* [EXTRAIT DU TEXTE]
.....
Intervention de M. Nicolas SARKOZY, Ministre d'Etat, Minitre de l'Intérieur et de l'Aménagement du Territoire lors de la rencontre-débat organisée mercredi 26 octobre 2005 à l'Hôtel de Beauvau, sur le thème de la discrimination positive à la française. "vers une réelle égalité des chances"
Mesdames, Messieurs,
Je suis très heureux de pouvoir aujourd'hui m'exprimer devant vous sur un sujet qui me tient tout particulièrement à cœur : celui de la discrimination positive à la française. C'est l'occasion de m'expliquer sur la signification et la portée que j'assigne à ce concept qui mérite mieux que les interprétations caricaturales dont il est l'objet. Il y a ceux qui sont choqués par les mots et ceux qui sont heurtés par la réalité. Il y a ceux qui se concentrent sur la mise à l'index d'expressions dérangeantes, et ceux qui veulent agir pour corriger des situations choquantes. Eh bien, je revendique mon appartenance à la seconde catégorie. Car ce qui est en jeu à travers la discrimination positive, c'est tout simplement une certaine idée de la justice et de l'égalité réelle des chances. Autrement dit, une certaine idée de la République et des possibilités effectives d'épanouissement et de réussite que chacun d'entre nous est en droit d'attendre et d'espérer, pour lui-même et pour ses enfants.
.....
* [LIGNES DE DONNÉES]
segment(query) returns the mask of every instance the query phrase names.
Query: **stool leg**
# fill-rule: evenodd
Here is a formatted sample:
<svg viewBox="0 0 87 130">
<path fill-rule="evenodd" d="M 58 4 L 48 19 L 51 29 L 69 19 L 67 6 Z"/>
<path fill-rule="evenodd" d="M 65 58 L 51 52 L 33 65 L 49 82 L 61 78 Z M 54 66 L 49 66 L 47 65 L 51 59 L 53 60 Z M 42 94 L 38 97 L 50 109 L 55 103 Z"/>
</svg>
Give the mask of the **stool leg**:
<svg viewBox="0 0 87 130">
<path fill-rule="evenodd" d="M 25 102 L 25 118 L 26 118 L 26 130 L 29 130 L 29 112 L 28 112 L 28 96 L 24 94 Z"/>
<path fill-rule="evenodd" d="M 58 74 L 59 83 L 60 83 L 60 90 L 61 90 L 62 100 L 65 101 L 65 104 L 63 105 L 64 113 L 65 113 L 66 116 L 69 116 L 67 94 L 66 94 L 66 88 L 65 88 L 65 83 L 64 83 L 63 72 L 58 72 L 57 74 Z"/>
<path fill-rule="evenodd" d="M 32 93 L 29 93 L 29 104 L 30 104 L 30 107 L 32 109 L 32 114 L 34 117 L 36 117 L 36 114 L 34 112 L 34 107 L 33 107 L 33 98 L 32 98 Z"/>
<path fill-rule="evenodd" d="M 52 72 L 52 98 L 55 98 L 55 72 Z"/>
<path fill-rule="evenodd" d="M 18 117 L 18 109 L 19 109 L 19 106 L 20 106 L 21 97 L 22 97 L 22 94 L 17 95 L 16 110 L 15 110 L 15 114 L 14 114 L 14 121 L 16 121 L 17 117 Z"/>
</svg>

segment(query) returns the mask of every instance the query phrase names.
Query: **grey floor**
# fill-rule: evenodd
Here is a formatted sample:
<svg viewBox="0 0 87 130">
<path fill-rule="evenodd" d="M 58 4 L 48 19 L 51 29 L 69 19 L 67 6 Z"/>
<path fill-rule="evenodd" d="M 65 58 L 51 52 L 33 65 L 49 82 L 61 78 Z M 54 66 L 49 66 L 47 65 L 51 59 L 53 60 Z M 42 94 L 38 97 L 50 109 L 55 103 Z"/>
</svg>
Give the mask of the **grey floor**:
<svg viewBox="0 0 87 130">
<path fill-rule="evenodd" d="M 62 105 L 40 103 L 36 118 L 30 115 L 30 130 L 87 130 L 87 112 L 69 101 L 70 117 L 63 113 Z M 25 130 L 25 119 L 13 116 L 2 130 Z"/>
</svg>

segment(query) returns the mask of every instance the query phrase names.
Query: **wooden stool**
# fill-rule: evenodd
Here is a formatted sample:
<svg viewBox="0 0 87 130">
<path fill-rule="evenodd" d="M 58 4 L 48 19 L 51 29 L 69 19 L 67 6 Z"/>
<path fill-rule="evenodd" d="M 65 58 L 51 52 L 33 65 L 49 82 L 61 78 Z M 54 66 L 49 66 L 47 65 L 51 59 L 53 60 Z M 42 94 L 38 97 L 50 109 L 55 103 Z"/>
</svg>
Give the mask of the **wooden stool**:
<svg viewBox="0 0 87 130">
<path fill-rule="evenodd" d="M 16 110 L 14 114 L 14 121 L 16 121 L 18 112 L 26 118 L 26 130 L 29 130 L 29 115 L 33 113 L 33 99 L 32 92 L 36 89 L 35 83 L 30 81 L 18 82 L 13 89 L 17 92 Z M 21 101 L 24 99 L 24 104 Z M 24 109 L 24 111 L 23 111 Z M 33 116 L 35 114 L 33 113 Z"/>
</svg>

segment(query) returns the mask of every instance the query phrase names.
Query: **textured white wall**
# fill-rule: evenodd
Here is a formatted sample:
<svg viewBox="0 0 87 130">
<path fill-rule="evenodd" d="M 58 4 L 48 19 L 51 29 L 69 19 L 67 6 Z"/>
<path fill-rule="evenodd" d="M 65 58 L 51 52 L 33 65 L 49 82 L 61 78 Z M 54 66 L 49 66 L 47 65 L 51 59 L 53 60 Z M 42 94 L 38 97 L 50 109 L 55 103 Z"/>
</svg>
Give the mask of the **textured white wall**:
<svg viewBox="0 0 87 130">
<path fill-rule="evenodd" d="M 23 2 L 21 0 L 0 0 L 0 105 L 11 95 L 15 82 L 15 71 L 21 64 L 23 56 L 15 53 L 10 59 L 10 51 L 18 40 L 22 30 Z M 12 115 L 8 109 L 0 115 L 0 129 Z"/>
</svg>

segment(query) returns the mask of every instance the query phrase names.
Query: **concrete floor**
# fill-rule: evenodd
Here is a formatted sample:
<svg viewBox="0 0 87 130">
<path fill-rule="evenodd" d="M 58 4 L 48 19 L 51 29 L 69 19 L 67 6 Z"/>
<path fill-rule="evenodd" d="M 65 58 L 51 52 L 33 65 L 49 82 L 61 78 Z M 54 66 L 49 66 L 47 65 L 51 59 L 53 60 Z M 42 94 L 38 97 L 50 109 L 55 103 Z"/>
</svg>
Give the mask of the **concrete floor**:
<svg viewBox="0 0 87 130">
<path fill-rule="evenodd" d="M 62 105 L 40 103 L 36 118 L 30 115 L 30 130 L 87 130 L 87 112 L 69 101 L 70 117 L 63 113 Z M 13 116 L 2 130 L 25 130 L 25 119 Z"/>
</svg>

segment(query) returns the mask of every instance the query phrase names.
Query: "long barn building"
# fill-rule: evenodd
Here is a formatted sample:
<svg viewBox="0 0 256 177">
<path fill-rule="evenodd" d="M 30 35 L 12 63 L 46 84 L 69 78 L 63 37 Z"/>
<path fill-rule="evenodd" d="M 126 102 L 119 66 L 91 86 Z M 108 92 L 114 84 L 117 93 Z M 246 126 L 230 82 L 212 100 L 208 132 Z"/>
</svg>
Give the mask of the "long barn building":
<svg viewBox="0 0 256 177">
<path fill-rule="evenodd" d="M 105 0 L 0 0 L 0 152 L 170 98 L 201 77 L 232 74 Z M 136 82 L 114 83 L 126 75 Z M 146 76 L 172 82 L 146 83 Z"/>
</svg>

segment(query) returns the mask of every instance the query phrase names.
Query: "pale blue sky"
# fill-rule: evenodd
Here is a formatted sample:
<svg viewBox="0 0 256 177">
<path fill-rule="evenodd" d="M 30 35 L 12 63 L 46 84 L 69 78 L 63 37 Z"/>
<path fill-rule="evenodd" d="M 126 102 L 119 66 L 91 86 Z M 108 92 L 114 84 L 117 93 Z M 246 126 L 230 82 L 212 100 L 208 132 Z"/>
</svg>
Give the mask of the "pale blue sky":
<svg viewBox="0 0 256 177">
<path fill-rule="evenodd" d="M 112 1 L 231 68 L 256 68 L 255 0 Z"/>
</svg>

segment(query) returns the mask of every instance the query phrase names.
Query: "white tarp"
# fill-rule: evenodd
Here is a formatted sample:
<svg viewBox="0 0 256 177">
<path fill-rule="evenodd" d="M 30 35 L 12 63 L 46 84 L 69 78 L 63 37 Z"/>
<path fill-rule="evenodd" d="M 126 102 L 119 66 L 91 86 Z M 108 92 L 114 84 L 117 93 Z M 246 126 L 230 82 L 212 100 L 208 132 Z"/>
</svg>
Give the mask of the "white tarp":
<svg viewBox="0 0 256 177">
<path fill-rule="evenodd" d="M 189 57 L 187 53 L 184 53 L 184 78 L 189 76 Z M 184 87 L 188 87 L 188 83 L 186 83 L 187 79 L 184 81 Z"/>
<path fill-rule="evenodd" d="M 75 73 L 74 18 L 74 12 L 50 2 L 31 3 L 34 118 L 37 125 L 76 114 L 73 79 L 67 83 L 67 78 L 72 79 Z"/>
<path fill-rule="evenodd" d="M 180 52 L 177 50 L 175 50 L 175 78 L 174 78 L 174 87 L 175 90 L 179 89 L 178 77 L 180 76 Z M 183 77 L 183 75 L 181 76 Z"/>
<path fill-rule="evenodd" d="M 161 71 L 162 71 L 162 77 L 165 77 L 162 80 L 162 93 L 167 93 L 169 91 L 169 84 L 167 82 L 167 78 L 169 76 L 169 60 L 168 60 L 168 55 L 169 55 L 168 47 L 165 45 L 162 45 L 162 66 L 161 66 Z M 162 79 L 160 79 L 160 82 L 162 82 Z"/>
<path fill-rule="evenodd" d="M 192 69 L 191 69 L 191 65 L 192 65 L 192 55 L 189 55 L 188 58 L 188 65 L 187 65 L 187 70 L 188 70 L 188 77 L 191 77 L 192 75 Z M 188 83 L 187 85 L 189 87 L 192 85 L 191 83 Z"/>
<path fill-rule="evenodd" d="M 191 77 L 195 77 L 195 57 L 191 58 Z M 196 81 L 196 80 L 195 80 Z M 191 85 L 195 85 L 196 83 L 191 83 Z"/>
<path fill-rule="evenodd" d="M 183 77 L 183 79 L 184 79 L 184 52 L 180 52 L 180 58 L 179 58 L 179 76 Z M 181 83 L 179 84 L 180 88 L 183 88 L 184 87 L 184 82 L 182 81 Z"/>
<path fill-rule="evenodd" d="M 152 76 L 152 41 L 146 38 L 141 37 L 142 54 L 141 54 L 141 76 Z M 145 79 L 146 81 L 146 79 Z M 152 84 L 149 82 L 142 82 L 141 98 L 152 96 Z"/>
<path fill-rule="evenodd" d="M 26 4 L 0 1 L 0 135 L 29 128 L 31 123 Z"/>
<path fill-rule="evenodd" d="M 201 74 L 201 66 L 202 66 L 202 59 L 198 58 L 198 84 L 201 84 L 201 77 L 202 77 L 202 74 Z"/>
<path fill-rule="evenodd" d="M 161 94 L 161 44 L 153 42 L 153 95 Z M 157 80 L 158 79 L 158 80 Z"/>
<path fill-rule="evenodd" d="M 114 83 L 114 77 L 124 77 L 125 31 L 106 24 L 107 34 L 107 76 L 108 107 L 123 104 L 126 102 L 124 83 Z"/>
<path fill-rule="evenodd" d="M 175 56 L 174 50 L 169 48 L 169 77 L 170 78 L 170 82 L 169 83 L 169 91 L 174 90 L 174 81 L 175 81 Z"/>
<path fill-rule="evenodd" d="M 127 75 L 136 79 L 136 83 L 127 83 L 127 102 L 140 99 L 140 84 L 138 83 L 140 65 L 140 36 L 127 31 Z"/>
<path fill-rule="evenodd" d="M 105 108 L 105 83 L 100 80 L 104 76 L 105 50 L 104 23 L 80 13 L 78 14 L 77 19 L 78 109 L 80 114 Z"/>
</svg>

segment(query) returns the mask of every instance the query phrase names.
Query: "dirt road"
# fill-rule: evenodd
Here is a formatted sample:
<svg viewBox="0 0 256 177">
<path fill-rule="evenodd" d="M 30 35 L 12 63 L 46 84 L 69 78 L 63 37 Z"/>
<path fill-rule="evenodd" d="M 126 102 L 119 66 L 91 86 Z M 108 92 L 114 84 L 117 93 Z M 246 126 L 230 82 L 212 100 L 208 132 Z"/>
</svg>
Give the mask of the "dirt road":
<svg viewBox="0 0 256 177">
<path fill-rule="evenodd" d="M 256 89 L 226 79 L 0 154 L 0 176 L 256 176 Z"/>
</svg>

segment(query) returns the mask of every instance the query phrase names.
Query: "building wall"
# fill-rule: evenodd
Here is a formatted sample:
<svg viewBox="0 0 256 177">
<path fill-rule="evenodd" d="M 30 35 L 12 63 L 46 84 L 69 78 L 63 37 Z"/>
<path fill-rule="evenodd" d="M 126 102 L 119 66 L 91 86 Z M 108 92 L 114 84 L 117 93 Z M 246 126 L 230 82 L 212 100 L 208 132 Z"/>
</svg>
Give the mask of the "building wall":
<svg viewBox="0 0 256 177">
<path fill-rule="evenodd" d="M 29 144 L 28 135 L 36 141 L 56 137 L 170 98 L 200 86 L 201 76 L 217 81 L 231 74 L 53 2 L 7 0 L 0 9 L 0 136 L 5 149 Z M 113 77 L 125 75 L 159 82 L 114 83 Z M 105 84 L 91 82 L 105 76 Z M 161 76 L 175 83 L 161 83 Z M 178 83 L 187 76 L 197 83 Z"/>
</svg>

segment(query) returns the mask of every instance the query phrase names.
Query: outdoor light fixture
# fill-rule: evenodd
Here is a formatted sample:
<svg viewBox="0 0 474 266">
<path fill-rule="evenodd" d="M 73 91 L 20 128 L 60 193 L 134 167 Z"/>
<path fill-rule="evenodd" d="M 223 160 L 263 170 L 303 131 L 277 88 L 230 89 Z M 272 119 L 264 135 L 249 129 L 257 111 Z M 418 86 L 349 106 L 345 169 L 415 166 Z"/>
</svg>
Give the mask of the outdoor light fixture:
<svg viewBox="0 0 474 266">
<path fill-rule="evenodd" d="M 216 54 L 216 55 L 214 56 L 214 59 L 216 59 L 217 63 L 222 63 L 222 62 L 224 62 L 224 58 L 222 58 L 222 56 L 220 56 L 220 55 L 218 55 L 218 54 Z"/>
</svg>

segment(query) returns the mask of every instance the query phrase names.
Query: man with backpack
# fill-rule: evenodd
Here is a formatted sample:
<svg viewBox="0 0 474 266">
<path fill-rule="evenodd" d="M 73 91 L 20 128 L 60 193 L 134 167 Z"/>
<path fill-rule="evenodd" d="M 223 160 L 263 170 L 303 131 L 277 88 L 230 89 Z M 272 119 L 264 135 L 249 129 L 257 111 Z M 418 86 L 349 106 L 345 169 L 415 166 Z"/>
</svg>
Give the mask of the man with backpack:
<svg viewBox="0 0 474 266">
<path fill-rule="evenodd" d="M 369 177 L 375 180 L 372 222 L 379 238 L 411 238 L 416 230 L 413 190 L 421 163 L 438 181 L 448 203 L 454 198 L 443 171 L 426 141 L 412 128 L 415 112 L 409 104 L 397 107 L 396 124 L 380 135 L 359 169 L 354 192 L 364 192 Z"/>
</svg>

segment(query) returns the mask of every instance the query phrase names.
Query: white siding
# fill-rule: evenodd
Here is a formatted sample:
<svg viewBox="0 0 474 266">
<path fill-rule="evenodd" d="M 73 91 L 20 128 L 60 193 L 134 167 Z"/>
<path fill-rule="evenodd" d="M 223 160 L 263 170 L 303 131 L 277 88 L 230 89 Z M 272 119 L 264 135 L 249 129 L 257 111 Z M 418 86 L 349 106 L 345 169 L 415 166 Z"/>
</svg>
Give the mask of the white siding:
.....
Reproduisez intégralement le discours sur la discrimination positive à la française, sans y apporter la moindre modification. Le listing constitue un matériau indépendant du discours.

Intervention de M. Nicolas SARKOZY, Ministre d'Etat, Minitre de l'Intérieur et de l'Aménagement du Territoire lors de la rencontre-débat organisée mercredi 26 octobre 2005 à l'Hôtel de Beauvau, sur le thème de la discrimination positive à la française. "vers une réelle égalité des chances"
Mesdames, Messieurs,
Je suis très heureux de pouvoir aujourd'hui m'exprimer devant vous sur un sujet qui me tient tout particulièrement à cœur : celui de la discrimination positive à la française. C'est l'occasion de m'expliquer sur la signification et la portée que j'assigne à ce concept qui mérite mieux que les interprétations caricaturales dont il est l'objet. Il y a ceux qui sont choqués par les mots et ceux qui sont heurtés par la réalité. Il y a ceux qui se concentrent sur la mise à l'index d'expressions dérangeantes, et ceux qui veulent agir pour corriger des situations choquantes. Eh bien, je revendique mon appartenance à la seconde catégorie. Car ce qui est en jeu à travers la discrimination positive, c'est tout simplement une certaine idée de la justice et de l'égalité réelle des chances. Autrement dit, une certaine idée de la République et des possibilités effectives d'épanouissement et de réussite que chacun d'entre nous est en droit d'attendre et d'espérer, pour lui-même et pour ses enfants.